Records excerpted from a collection
——

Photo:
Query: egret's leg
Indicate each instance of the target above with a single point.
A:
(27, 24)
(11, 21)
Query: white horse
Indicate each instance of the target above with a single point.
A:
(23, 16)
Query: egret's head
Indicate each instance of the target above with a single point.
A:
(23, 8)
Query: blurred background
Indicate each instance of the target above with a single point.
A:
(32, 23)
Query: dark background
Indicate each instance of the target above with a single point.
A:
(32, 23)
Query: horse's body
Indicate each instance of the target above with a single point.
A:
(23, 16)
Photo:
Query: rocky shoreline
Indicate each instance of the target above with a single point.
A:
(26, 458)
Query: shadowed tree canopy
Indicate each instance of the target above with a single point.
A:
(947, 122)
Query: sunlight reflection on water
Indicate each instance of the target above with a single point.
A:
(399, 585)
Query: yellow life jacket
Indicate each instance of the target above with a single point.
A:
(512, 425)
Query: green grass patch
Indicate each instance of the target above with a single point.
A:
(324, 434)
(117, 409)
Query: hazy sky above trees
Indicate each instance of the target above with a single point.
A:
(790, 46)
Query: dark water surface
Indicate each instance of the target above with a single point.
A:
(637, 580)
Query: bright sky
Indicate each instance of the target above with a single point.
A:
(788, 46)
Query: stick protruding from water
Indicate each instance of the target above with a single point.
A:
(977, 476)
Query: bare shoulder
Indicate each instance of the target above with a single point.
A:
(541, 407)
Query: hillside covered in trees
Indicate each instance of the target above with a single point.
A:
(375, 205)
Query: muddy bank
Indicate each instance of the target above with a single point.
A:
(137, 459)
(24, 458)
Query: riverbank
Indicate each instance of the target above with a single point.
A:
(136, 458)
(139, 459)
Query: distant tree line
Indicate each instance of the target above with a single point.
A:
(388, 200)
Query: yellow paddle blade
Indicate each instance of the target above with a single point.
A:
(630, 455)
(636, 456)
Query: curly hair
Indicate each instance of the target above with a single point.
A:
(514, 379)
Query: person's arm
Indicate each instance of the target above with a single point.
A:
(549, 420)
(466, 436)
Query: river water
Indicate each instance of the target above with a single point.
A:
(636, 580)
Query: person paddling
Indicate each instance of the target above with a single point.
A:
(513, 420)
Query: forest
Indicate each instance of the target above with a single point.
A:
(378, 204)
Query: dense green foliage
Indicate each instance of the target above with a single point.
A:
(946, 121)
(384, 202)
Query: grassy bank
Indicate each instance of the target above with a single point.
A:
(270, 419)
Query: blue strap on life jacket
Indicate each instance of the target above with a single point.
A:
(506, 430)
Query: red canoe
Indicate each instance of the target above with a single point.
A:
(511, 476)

——

- What the task asks -
The expected output is every line of the records in which the string "dark" appears.

- Solution to the exercise -
Query: dark background
Query: dark water surface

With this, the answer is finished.